閱讀文本:
○ ○ ○ ○ ○

國家決定我是誰─跨性別者在歐洲

國際特赦組織的報告《國家決定我是誰:歐洲跨性別人士未獲法律承認》'Europe: The state decides who I am: Lack of legal gender recognition for transgender people in Europe'描述跨性別人士期望更改其法定性別時所經歷的人權侵害。

Joshua 是一位生於美國的跨性別男子,目前和前段婚姻所生的小孩及丹麥籍妻子居住於丹麥。  他在美國的法定性別是男性,然而在丹麥仍是以女性登記。  丹麥官方不承認其男性性別因為他尚未接受絕育手術。  Joshua拒絕接受現行獲取丹麥性別法律承認的程序,因其包含絕育手術,同時他也反對將跨性別視為精神疾病的立場。  他表示:「對我來說,被困在兩個身分之中是主要的阻礙。  我不會想要經常親自出入小孩的學校。學校仍把我列為小孩的母親。  學校中的其他小孩會詢問相關問題因為他們看到我的女性名字,但我卻有男性的外表。  這對於我和我的孩子來說是十分難堪的。」

芬蘭的跨性別人士必須經歷精神鑑定、包括絕育手術等醫療過程及「現實生活測試」方能更改其法定性別。

Juudas是一位住在芬蘭坦佩雷的20歲跨性別男子,他正在取得性別法律承認的程序中。  他告訴國際特赦組織:「我認為文件上的性別欄位登記錯誤是相當冒犯的行為。  這使得我必須做好時常要回答問題的準備。  我的名字是Juudas,我覺得自己是一個男人,但我的文件上顯示女性。  關於性別認同很重要的一點是安全性。  同時我也希望能夠在大眾眼中成為我真實的身分。」

Luca是一位年輕的挪威籍跨性別男子,他的法定性別仍是女性。  他反對生殖器整形手術:「我希望我的法定性別是男性。理論上,唯有做絕育手術才能獲得法律承認。  然而這對我來說是不可能的,這種對待是在不考慮個人訴求之下所做出的唯一結論。我不會將自已定位在光譜的任一端。  社會與我們的文化總是習慣將人二分,因此個人必須需為了在不同情境中如何定位自己而妥協。  而我,我是一位跨性別的男性。」

Eefje是一位25歲的跨性別女子,她正在比利時的Ghent性別診所接受包括生殖器整形手術等性別重置手術。  她的法定性別仍是男性:「我受訓成為廚師助理。  在課程結束時,我必須完成實習且被告知要以我的法定姓名及性別申請。  這對我造成了強烈的心理衝擊,因為在課程期間我經常被以男性名字叫去執行命令。  在我實習結束時,經理告訴我原先我是可被雇用的,但因其他同事反對我是跨性別者,我因而不被雇用。」

○ ○ ○ ○ ○

資料來源:
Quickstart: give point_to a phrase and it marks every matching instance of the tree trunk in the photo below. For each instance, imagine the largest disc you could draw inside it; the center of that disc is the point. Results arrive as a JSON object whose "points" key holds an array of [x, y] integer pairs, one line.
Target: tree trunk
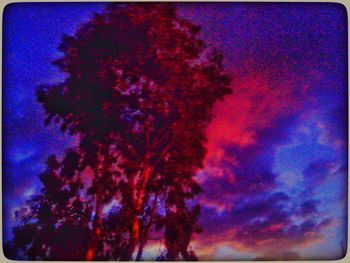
{"points": [[91, 252], [137, 212], [143, 239]]}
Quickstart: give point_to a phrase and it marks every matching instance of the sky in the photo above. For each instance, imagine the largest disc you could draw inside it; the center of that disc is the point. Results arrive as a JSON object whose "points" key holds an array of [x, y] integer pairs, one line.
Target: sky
{"points": [[275, 176]]}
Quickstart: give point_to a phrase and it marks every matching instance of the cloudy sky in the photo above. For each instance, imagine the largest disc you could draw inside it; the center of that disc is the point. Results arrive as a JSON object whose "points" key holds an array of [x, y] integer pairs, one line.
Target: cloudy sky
{"points": [[275, 179]]}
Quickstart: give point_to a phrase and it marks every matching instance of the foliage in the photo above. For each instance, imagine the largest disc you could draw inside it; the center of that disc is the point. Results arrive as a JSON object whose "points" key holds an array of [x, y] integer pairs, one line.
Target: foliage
{"points": [[139, 92]]}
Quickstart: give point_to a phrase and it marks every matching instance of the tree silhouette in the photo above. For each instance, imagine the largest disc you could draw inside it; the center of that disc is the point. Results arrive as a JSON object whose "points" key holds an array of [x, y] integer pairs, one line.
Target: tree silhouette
{"points": [[139, 92]]}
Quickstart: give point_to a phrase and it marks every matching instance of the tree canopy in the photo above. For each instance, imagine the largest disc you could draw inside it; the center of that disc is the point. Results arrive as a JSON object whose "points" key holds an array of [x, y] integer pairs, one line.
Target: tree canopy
{"points": [[139, 91]]}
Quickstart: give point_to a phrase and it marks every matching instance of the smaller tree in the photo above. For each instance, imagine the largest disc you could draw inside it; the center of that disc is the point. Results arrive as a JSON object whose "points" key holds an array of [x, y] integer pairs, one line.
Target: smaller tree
{"points": [[54, 224]]}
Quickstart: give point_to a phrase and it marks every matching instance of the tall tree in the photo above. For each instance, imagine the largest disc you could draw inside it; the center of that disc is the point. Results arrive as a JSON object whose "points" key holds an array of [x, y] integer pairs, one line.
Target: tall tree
{"points": [[139, 92]]}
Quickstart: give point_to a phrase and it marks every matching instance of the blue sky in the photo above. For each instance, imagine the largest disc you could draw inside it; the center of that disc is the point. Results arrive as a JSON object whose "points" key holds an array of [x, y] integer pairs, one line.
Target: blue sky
{"points": [[279, 141]]}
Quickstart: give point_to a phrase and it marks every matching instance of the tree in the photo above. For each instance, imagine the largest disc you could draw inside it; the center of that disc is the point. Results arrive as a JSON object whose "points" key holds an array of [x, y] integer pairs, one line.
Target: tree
{"points": [[139, 92], [54, 224]]}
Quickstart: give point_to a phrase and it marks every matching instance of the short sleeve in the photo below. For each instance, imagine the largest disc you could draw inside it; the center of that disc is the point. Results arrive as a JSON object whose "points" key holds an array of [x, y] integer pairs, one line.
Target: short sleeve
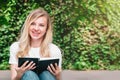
{"points": [[13, 51]]}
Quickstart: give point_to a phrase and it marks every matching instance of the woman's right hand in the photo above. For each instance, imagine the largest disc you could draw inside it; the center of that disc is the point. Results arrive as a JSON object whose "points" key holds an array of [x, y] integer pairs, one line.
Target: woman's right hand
{"points": [[21, 70]]}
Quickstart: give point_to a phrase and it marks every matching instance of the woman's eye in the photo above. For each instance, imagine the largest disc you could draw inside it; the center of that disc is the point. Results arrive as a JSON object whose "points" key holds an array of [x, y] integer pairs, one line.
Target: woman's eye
{"points": [[32, 23]]}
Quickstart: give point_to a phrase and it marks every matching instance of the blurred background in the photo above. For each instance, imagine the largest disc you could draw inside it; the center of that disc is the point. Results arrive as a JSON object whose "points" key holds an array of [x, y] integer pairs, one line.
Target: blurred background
{"points": [[87, 31]]}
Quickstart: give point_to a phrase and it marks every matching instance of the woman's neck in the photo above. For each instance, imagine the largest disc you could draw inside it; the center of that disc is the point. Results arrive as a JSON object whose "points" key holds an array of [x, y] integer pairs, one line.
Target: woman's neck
{"points": [[35, 43]]}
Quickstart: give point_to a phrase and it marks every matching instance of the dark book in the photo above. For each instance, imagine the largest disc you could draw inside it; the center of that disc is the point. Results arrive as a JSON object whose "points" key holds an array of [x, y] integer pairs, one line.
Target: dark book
{"points": [[41, 65]]}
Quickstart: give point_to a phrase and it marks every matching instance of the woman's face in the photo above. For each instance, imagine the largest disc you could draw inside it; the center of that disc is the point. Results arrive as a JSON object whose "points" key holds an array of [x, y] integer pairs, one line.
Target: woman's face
{"points": [[38, 28]]}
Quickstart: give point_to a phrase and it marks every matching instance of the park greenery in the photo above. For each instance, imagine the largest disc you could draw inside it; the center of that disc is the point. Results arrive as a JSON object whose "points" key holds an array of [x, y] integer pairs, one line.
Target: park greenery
{"points": [[87, 31]]}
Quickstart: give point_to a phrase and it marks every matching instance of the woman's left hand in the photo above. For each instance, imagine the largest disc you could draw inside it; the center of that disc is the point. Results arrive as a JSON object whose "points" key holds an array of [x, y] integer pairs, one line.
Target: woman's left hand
{"points": [[55, 70]]}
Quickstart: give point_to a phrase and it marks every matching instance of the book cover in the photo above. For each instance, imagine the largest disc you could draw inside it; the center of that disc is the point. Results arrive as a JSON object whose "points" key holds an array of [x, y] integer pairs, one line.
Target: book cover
{"points": [[41, 64]]}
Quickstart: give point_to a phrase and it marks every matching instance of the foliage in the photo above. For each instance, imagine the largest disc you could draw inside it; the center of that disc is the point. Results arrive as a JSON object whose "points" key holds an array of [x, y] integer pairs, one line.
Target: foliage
{"points": [[86, 30]]}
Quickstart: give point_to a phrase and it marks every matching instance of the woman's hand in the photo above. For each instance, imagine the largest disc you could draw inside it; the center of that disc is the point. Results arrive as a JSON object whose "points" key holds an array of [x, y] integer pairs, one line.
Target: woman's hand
{"points": [[20, 70], [55, 70]]}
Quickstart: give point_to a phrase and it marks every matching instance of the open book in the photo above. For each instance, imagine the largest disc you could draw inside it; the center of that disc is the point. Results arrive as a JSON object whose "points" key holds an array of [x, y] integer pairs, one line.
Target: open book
{"points": [[41, 64]]}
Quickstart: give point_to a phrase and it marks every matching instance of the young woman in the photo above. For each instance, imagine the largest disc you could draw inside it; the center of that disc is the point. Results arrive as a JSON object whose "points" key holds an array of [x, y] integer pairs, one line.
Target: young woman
{"points": [[35, 42]]}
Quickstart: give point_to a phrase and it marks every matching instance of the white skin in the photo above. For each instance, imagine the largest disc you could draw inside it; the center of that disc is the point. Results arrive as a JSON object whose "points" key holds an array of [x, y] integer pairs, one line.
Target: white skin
{"points": [[37, 31]]}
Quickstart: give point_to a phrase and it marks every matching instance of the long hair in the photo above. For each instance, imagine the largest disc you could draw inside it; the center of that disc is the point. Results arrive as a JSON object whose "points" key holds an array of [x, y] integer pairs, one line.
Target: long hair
{"points": [[24, 40]]}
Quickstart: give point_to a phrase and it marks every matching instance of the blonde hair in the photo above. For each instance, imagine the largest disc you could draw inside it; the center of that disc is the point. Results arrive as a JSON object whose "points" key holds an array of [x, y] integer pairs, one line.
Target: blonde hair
{"points": [[24, 40]]}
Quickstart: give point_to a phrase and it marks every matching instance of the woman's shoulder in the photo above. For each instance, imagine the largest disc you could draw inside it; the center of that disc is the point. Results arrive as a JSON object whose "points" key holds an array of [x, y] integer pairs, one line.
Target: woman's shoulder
{"points": [[53, 46]]}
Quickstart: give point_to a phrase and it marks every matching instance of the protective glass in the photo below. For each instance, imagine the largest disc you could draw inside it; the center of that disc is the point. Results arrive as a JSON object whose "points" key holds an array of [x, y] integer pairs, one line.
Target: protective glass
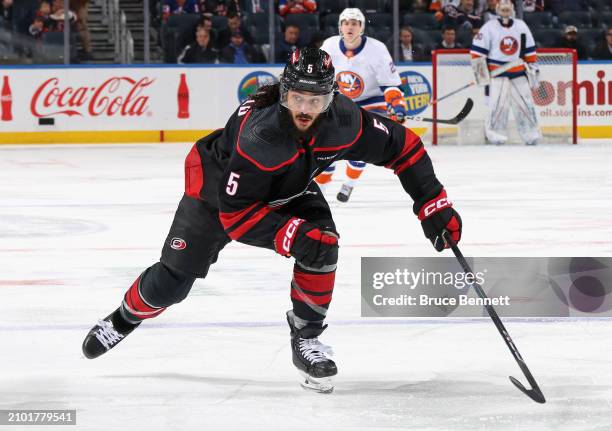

○ ○ ○ ○ ○

作業說明:
(1) 請列出關於歐洲跨性別人士法律承認的閱讀文本中,所有具名的跨性別人士。
(2) 根據關於歐洲跨性別人士法律承認的閱讀文本,Eefje 在哪一間性別診所接受性別重置手術?
(3) 請延續關於歐洲跨性別人士法律承認的閱讀文本,從其最後一句之後接著撰寫。

各題解答:
(1) Joshua、Juudas、Luca、Eefje

(2) 比利時的 Ghent 性別診所。

(3)
Hélène是住在巴黎的跨性別女子,她生來是個男孩。  法國沒有特別的法律規範跨性別人士變更其官方文件上的性別及姓名,而是由法院所裁定。  雖然不依循固定程序,但法院通常會要求當事人接受長期的治療。  Hélène表示:「我想接受生殖器整形手術,這對我想要成為女人來說很重要。我從4或5歲開始覺得自己是女生,但直到許多年後我48歲時才出櫃。  我15歲時在學校被騷擾且被殘酷地毆打,因為我被視為較女性化的男生。我在腦海中訂下了一個最後期限:我不要在過50歲生日時還是個男人,若是如此我將結束自己的生命。  和真實的自己有抵觸地度過一生是相當困難的。」

Patricia是53歲的跨性別女子,但法定性別仍是男性。  她和Susan結婚並住在愛爾蘭的科克,她們有兩個二十多歲的小孩。  對Patricia而言,性別法律承認是性別認同這段艱難長久的過程的最後一步。  然而,她和Susan強烈反對必須離婚成為單身方得受法律承認的規定。

她認為:「由婚姻之外的其他人來決定我們是否離婚,是對我們權利的侵害。我和我當初結婚的時候仍是同一個人,唯一不同的只有出生證明上的性別。  到頭來我只冀望身分能被承認,然而卻被拒絕給予。」

Sarah的第二個小孩Kelly生來是男孩,但從4歲起便堅持她的身分是女生。  Kelly曾非常不快樂且不斷產生自殺的念頭。在精神科醫師的建議之下,Sarah容許Kelly表現性別認同,但Kelly仍擁有法定男性姓名及性別。  Sarah一次曾在新加坡機場被攔下,因Kelly的外表和她文件上顯示的性別不一致。  她說:「移民署的官員嘲笑我們。  這讓Kelly感到羞辱且難受。  移民署的官員問我:『妳為什麼讓他留長髮且打扮成這樣?』我只希望孩子健康活著。  我現在有個快樂的孩子,為何要落得進精神病院或死亡的下場?能拿到顯示她的性別的文件很重要。如果有適當的法律規範,跨性別人士即能揮別充滿歧視、誤解或偏見的艱難生活。」